##### Supplied data #####
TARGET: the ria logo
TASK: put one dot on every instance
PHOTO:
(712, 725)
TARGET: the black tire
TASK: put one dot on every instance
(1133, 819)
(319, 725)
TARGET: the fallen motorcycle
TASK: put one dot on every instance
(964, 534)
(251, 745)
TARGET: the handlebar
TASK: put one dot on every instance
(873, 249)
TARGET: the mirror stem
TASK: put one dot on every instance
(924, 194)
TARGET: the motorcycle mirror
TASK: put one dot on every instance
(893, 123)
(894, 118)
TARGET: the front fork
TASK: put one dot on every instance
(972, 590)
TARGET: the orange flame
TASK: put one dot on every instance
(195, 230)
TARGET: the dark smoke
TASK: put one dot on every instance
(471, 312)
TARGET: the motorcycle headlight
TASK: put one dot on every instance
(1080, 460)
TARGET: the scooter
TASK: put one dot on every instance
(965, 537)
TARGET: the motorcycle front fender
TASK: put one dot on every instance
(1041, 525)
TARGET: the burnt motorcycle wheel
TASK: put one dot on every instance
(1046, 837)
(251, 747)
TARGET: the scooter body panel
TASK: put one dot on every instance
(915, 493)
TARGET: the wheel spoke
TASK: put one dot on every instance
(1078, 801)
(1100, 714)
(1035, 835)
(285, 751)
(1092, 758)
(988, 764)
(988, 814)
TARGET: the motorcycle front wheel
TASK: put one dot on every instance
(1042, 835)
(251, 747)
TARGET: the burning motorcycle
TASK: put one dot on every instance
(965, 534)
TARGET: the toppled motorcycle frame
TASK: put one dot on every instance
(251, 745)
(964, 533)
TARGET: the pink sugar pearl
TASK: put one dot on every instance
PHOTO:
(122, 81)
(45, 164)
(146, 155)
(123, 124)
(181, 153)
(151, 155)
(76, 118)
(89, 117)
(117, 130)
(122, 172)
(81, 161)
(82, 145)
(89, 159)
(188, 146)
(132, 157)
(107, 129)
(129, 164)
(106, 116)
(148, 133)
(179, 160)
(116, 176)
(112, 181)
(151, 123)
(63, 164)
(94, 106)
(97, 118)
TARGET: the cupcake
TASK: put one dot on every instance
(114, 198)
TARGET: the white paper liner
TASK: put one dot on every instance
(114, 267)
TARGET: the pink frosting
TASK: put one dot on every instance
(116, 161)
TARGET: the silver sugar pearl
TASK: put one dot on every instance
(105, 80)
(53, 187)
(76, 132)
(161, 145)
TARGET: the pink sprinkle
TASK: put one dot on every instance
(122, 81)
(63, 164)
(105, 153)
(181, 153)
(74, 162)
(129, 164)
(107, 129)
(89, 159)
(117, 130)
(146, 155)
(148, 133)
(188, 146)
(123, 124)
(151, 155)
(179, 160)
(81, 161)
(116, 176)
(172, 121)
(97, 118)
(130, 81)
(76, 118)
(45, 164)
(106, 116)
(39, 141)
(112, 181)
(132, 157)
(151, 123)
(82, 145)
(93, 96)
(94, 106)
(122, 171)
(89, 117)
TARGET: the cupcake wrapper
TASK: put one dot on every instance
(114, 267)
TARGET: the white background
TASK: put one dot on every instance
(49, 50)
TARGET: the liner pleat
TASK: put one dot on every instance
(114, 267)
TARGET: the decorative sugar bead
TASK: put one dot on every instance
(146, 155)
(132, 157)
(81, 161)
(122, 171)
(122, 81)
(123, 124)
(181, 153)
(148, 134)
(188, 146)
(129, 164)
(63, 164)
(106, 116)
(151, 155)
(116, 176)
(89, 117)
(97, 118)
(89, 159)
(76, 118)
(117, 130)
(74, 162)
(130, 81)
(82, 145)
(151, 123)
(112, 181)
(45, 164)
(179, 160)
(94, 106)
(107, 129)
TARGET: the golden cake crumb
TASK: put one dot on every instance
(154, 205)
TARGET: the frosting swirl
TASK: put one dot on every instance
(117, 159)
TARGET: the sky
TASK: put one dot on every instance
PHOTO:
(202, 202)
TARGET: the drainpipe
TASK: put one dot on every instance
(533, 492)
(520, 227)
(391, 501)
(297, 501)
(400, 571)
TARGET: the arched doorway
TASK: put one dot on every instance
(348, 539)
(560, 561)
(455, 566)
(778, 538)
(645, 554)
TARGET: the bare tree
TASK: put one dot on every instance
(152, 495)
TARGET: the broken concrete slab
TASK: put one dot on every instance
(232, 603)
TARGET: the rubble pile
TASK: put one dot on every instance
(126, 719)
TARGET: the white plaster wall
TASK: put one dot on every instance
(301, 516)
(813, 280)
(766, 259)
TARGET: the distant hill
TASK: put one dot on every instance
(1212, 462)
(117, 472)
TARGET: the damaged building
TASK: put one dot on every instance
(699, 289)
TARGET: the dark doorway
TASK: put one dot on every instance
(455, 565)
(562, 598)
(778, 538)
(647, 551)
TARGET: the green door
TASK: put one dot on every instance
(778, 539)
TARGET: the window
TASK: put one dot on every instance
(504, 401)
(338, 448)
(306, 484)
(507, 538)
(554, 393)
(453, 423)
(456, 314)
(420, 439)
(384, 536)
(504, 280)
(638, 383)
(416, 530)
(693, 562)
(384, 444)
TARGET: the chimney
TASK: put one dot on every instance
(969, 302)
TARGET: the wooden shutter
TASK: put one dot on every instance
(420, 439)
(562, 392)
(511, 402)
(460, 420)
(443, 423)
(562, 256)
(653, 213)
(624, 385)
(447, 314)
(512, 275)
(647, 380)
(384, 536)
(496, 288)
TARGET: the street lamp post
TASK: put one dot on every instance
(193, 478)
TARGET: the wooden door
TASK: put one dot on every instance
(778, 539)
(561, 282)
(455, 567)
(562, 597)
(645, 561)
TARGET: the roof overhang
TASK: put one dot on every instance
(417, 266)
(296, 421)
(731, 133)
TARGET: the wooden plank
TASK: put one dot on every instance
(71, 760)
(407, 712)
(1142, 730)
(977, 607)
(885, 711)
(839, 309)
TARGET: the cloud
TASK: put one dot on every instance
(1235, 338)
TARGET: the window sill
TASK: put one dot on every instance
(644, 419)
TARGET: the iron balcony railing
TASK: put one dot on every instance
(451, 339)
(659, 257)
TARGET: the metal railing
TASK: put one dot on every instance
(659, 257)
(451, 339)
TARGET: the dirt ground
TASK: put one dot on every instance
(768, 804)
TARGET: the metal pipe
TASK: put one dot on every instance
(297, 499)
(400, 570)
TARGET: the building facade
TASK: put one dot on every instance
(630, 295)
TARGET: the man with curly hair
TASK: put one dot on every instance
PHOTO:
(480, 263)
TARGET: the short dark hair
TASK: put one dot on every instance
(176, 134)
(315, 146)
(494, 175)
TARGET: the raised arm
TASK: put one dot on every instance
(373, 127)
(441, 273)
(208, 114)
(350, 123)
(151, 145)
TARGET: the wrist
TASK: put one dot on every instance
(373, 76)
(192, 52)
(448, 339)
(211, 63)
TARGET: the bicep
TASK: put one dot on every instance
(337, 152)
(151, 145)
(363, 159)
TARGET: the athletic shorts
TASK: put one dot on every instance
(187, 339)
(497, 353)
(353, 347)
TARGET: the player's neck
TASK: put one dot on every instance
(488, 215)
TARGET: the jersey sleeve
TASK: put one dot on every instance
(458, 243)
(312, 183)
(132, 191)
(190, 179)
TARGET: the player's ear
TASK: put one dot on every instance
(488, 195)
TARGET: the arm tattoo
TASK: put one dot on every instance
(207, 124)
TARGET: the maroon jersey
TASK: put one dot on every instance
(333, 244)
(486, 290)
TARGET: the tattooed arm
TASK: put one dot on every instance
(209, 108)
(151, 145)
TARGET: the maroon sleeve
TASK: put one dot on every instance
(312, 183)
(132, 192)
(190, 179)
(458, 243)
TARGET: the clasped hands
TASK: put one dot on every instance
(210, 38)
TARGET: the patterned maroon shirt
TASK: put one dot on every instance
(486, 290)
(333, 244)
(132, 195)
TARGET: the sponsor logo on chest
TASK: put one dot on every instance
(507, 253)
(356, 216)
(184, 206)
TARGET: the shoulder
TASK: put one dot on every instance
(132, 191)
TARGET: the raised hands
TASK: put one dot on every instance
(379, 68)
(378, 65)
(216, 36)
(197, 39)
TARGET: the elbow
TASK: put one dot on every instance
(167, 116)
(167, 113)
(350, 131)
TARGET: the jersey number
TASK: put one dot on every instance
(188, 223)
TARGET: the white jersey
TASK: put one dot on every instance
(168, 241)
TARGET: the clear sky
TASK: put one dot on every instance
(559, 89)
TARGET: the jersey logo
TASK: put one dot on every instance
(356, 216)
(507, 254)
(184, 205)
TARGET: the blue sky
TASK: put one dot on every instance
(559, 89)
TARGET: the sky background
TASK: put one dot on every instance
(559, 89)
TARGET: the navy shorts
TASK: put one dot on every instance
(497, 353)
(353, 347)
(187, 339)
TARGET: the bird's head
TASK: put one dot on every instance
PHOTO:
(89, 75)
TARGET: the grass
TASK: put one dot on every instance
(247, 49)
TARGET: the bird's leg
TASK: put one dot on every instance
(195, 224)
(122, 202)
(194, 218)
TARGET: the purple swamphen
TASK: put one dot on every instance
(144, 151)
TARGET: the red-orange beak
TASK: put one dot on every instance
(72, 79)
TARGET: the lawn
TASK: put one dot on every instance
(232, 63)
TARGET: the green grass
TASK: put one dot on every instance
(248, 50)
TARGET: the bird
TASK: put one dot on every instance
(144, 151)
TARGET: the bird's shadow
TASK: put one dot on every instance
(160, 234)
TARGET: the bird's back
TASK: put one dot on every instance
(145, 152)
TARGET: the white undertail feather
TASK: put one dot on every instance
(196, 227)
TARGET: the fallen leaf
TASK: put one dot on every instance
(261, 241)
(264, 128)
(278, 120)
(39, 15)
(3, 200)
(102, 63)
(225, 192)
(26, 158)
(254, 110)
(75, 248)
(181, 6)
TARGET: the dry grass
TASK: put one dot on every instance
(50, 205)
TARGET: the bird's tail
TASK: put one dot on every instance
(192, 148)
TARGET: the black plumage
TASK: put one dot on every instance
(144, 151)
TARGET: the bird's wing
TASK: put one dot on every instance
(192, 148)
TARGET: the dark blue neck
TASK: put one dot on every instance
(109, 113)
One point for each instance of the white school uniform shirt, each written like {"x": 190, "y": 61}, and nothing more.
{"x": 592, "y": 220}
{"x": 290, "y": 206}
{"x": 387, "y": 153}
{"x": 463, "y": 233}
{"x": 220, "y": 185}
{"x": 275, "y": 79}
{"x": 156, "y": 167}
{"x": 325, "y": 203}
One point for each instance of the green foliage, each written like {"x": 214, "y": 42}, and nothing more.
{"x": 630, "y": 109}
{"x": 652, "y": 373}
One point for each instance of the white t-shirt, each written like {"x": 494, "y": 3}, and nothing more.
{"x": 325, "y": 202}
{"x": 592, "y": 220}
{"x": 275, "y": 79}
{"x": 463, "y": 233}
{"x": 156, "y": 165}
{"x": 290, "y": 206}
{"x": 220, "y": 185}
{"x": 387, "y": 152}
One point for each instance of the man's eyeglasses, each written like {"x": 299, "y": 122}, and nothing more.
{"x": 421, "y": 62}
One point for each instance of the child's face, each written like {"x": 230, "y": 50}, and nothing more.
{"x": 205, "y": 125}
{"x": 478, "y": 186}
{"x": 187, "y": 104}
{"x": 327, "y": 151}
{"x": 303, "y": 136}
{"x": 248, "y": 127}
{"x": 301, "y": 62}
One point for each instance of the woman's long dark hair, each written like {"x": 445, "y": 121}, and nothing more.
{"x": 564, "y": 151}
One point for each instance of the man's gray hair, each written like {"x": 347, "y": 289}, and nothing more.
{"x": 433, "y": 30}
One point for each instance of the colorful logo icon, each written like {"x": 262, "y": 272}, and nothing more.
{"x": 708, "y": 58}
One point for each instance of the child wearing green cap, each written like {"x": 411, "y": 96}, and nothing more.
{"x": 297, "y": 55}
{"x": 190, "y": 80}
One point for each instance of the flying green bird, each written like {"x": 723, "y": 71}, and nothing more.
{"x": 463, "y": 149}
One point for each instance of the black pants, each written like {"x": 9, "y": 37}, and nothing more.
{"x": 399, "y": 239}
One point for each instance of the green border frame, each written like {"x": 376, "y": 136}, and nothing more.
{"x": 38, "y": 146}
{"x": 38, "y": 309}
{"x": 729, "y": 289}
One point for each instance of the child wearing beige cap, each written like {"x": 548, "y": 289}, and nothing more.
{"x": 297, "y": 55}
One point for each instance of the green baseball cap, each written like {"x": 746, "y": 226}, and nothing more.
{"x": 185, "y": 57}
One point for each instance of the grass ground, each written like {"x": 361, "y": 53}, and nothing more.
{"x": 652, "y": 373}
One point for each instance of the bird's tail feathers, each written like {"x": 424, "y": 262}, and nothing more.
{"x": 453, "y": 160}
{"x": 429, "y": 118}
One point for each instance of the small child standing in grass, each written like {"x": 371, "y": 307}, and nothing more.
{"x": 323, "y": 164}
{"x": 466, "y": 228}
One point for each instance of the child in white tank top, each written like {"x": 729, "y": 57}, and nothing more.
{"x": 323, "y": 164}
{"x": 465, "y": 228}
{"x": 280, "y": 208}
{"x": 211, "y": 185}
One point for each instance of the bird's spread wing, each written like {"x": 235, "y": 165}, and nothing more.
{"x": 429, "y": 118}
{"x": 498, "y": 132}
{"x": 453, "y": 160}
#####
#### [Exercise prompt]
Provide the number of lines in the records above containing the string "metal", and write nothing more.

#### [Your solution]
2